## Assigned task:
Copy the entries below verbatim, omitting any pictures they contain.

## Data shown:
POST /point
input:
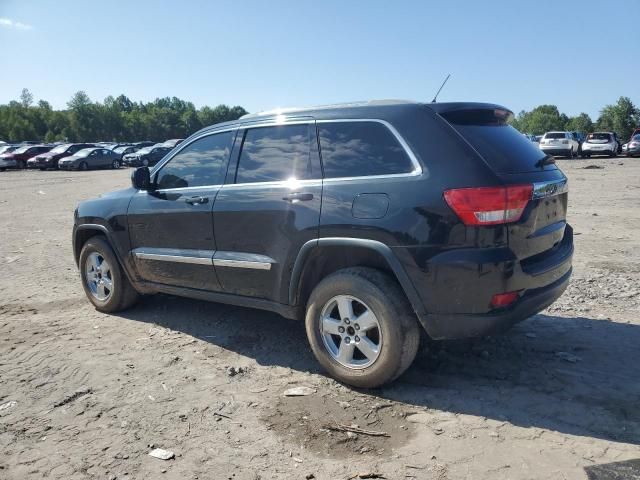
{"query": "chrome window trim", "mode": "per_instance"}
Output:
(549, 188)
(417, 171)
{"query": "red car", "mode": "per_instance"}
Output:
(18, 158)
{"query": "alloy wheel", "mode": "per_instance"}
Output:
(350, 332)
(98, 276)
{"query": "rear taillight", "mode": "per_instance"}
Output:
(504, 299)
(489, 205)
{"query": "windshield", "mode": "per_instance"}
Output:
(84, 152)
(554, 135)
(61, 148)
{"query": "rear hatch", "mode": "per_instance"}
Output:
(540, 231)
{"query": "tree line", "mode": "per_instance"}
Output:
(622, 118)
(115, 119)
(120, 119)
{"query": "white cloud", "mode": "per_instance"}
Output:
(8, 23)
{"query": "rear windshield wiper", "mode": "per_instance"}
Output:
(547, 160)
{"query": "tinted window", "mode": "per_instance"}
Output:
(276, 153)
(203, 162)
(356, 149)
(501, 146)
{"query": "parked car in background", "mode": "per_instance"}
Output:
(633, 147)
(145, 143)
(173, 142)
(18, 158)
(600, 143)
(90, 158)
(342, 216)
(51, 158)
(8, 148)
(125, 150)
(561, 144)
(146, 157)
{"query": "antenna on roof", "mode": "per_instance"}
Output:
(441, 86)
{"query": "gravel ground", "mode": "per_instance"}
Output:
(88, 395)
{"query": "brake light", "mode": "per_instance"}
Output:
(504, 299)
(489, 205)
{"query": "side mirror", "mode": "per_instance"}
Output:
(141, 179)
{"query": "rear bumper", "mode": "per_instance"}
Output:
(456, 286)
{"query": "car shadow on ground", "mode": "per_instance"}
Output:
(572, 375)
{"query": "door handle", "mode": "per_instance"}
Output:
(298, 197)
(197, 200)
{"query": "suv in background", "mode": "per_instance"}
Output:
(18, 158)
(438, 216)
(600, 143)
(51, 158)
(561, 144)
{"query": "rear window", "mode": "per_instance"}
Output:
(503, 147)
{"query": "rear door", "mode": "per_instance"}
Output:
(171, 227)
(268, 209)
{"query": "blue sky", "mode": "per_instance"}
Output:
(266, 54)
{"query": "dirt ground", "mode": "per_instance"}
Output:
(88, 395)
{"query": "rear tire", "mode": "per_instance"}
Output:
(99, 263)
(395, 336)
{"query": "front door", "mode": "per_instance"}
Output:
(171, 226)
(268, 209)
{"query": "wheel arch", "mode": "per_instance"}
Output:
(321, 257)
(82, 233)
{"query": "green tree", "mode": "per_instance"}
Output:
(26, 98)
(622, 117)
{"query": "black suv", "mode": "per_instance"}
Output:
(369, 220)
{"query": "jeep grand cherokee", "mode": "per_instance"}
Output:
(369, 220)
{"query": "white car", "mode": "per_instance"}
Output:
(561, 144)
(600, 143)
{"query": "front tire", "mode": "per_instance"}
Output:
(103, 279)
(361, 327)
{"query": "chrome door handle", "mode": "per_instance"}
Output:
(197, 200)
(298, 197)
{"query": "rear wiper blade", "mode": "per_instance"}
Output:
(547, 160)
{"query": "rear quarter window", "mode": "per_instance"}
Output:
(357, 149)
(501, 146)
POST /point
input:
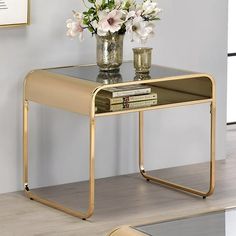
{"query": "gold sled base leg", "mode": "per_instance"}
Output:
(60, 207)
(174, 185)
(33, 196)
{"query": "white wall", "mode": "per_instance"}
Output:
(230, 219)
(192, 35)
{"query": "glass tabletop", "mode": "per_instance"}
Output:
(125, 74)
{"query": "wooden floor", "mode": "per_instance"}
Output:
(121, 200)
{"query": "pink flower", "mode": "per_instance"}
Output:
(109, 22)
(75, 27)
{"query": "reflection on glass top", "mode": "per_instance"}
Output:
(125, 74)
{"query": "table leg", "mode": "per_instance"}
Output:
(33, 196)
(174, 185)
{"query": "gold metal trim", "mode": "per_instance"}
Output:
(21, 24)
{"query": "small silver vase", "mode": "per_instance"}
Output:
(109, 51)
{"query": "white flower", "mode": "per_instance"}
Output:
(125, 4)
(139, 29)
(150, 9)
(132, 14)
(109, 22)
(75, 26)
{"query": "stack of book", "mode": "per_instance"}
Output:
(125, 97)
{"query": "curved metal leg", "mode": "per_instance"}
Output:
(174, 185)
(31, 195)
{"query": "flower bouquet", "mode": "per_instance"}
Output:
(109, 20)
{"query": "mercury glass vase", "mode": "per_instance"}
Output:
(109, 51)
(142, 59)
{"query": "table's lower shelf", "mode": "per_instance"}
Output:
(165, 98)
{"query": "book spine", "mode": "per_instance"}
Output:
(132, 105)
(131, 92)
(137, 98)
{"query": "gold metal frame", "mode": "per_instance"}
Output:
(33, 90)
(20, 24)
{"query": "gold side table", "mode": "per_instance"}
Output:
(75, 88)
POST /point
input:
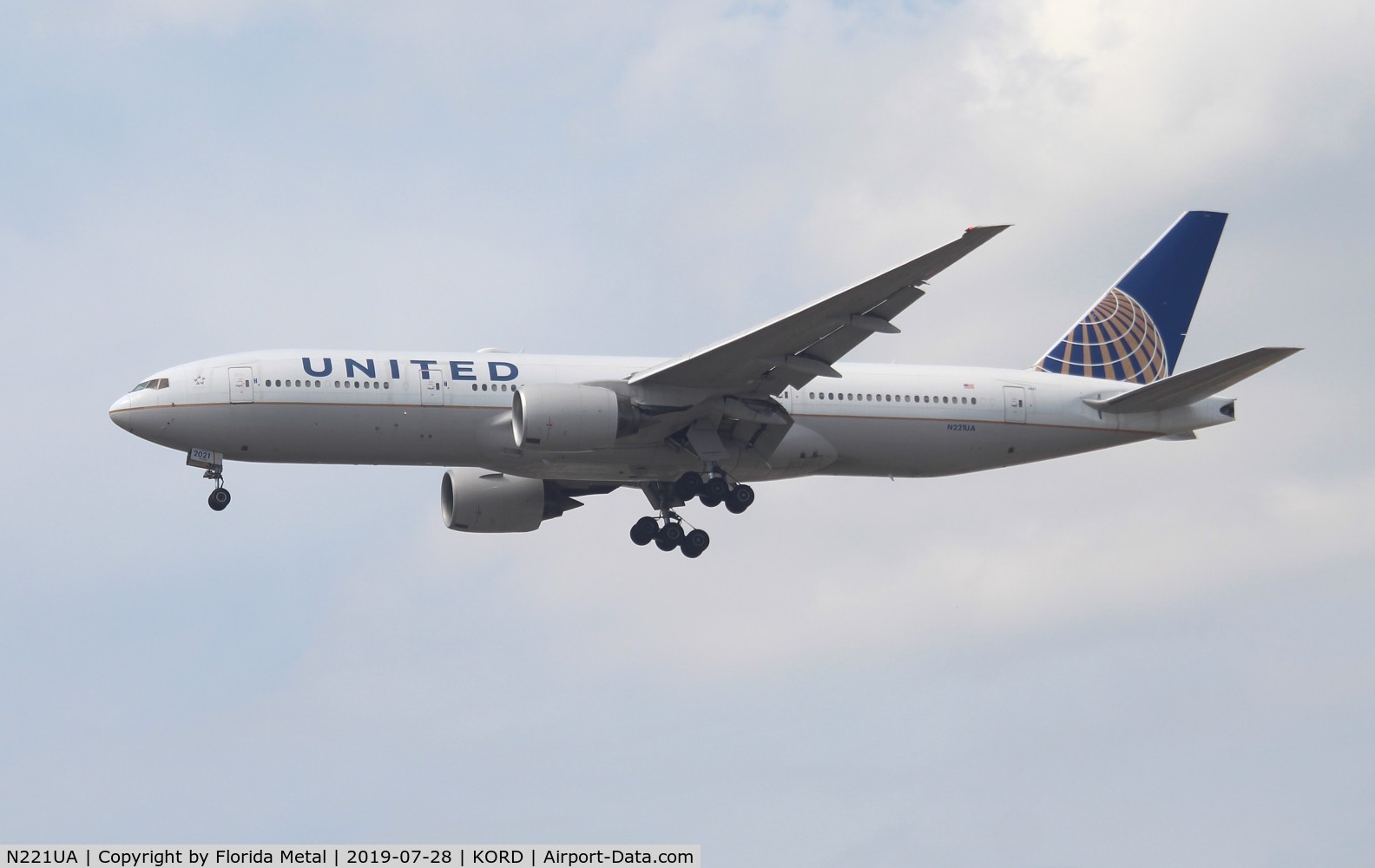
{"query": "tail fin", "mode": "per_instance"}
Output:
(1137, 327)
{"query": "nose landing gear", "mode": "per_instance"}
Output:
(214, 464)
(220, 496)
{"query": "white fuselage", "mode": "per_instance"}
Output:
(456, 411)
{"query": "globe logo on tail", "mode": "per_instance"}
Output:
(1115, 340)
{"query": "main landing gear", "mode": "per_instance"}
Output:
(670, 536)
(668, 529)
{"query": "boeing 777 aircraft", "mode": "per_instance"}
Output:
(525, 435)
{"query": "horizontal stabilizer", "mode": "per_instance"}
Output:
(1183, 390)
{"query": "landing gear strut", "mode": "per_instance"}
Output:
(670, 534)
(220, 496)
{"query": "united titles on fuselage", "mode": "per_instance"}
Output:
(497, 372)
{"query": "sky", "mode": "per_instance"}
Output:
(998, 668)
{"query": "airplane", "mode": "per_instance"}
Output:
(523, 437)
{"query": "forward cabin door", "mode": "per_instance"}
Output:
(240, 385)
(1014, 404)
(428, 384)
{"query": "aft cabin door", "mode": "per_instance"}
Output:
(1014, 404)
(240, 385)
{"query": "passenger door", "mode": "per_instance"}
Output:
(240, 385)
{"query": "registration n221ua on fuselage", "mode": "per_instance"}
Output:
(524, 437)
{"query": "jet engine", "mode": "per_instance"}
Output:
(562, 417)
(482, 501)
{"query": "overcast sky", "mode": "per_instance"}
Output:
(1156, 655)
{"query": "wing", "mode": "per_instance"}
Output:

## Expected answer:
POST /point
input:
{"query": "chrome window trim", "mode": "per_instance"}
Output:
(549, 188)
(417, 171)
{"query": "red car", "mode": "per_instance"}
Output:
(18, 158)
{"query": "alloy wheel", "mode": "per_instance"}
Output:
(350, 332)
(98, 276)
{"query": "rear taillight", "mode": "per_instance"}
Output:
(504, 299)
(489, 205)
{"query": "windshield", "mode": "per_instance"}
Output:
(84, 152)
(554, 135)
(61, 148)
{"query": "rear hatch", "mode": "per_instance"}
Output:
(540, 231)
{"query": "tree line", "mode": "per_instance"}
Output:
(622, 118)
(115, 119)
(120, 119)
{"query": "white cloud", "mode": "per_instance"}
Output:
(8, 23)
{"query": "rear windshield wiper", "mode": "per_instance"}
Output:
(547, 160)
{"query": "tinted window", "mode": "per_instance"}
Output:
(276, 153)
(203, 162)
(356, 149)
(501, 146)
{"query": "parked car in background", "mode": "per_instance"}
Output:
(633, 147)
(145, 143)
(173, 142)
(18, 158)
(600, 143)
(90, 158)
(342, 216)
(51, 158)
(8, 148)
(125, 150)
(561, 144)
(146, 157)
{"query": "antenna on roof", "mode": "per_instance"}
Output:
(441, 86)
{"query": "gravel ground", "mode": "per_instance"}
Output:
(88, 395)
{"query": "brake light", "mode": "per_instance"}
Output:
(504, 299)
(489, 205)
{"query": "side mirror", "mode": "per_instance"}
Output:
(141, 179)
{"query": "rear bumper", "mode": "per_instance"}
Output:
(456, 286)
{"query": "car shadow on ground", "mode": "per_instance"}
Output:
(572, 375)
{"query": "door handle", "mode": "per_instance"}
Output:
(298, 197)
(197, 200)
{"query": "suv in background", "mode": "per_instance"}
Output:
(18, 158)
(438, 216)
(600, 143)
(51, 158)
(561, 144)
{"query": "rear window", "mode": "per_instance"}
Output:
(503, 147)
{"query": "rear door", "mode": "per_instance"}
Output:
(171, 227)
(268, 209)
{"query": "blue sky", "mode": "per_instance"}
Output:
(266, 54)
{"query": "dirt ground", "mode": "per_instance"}
Output:
(88, 395)
{"query": "rear tire", "mode": "per_instance"}
Output:
(99, 263)
(395, 336)
{"query": "front door", "mode": "per_instance"}
Output:
(171, 226)
(268, 209)
{"query": "wheel arch", "mode": "per_instance"}
Output:
(321, 257)
(82, 233)
{"query": "green tree", "mode": "per_instance"}
Output:
(26, 98)
(622, 117)
{"query": "black suv", "mode": "per_instance"}
Output:
(369, 220)
{"query": "jeep grand cherokee", "mode": "per_instance"}
Output:
(369, 220)
{"query": "white car", "mode": "per_instance"}
Output:
(561, 144)
(600, 143)
{"query": "front tire", "mode": "per_instance"}
Output:
(103, 279)
(361, 327)
{"query": "chrome door handle", "mode": "per_instance"}
Output:
(197, 200)
(298, 197)
{"query": "rear wiper blade", "mode": "per_instance"}
Output:
(547, 160)
{"query": "rear quarter window", "mode": "per_instance"}
Output:
(357, 149)
(501, 146)
POST /point
input:
{"query": "gold sled base leg", "mode": "per_instance"}
Output:
(60, 207)
(174, 185)
(33, 196)
{"query": "white wall", "mode": "per_instance"}
Output:
(230, 219)
(192, 35)
{"query": "glass tabletop", "mode": "per_instance"}
Output:
(125, 74)
{"query": "wooden floor", "mode": "per_instance"}
Output:
(121, 200)
{"query": "pink flower", "mode": "per_instance"}
Output:
(109, 22)
(75, 27)
{"query": "reflection on glass top", "mode": "per_instance"}
Output:
(125, 74)
{"query": "table leg", "mode": "per_instance"}
Output:
(33, 196)
(174, 185)
{"query": "gold metal trim", "mode": "per_instance"}
Output:
(21, 24)
{"query": "small silver vase", "mode": "per_instance"}
Output:
(109, 51)
{"query": "white flower", "mode": "per_instance"}
Output:
(125, 4)
(139, 29)
(150, 9)
(132, 14)
(109, 22)
(75, 26)
{"query": "stack of book", "mode": "per_instance"}
Output:
(125, 97)
{"query": "curved metal leg", "mode": "per_instance"}
Output:
(174, 185)
(31, 195)
{"query": "flower bouquet", "mode": "per_instance"}
Output:
(109, 20)
{"query": "mercury glass vase", "mode": "per_instance"}
Output:
(109, 51)
(142, 59)
{"query": "table's lower shelf", "mode": "per_instance"}
Output:
(165, 98)
{"query": "book spine", "mode": "per_instance"}
Output:
(132, 105)
(131, 92)
(137, 98)
{"query": "gold metal frame", "mode": "per_instance"}
Output:
(33, 90)
(20, 24)
{"query": "gold side table", "mode": "per_instance"}
Output:
(75, 88)
POST /point
input:
{"query": "tail fin", "mode": "per_instance"}
Output:
(1137, 327)
{"query": "nose landing gear", "mode": "per_instance"}
Output:
(214, 464)
(220, 496)
{"query": "white fuselage", "mode": "per_instance"}
Output:
(456, 411)
{"query": "globe logo on tail", "mode": "per_instance"}
Output:
(1115, 340)
{"query": "main landing gear", "mode": "per_instance"}
Output:
(670, 536)
(668, 529)
{"query": "boeing 777 aircraft", "mode": "per_instance"}
Output:
(525, 435)
{"query": "horizontal stabilizer", "mode": "per_instance"}
Output:
(1183, 390)
{"query": "landing gear strut", "mode": "per_instance"}
Output:
(670, 534)
(220, 496)
{"query": "united titles on fuselage", "mode": "per_instance"}
Output:
(497, 372)
{"query": "sky", "mode": "per_instance"}
Output:
(998, 668)
{"query": "airplane", "mode": "per_instance"}
Output:
(523, 437)
{"query": "forward cabin door", "mode": "per_instance"}
Output:
(240, 385)
(1014, 404)
(428, 384)
{"query": "aft cabin door", "mode": "per_instance"}
Output:
(1014, 404)
(240, 385)
{"query": "passenger door", "mode": "per_instance"}
Output:
(240, 385)
{"query": "registration n221ua on fuselage", "mode": "per_instance"}
Output:
(524, 437)
{"query": "jet engine", "mode": "per_instance"}
Output:
(562, 417)
(482, 501)
{"query": "overcast sky", "mode": "per_instance"}
Output:
(1156, 655)
{"query": "wing", "mode": "per_instance"}
Output:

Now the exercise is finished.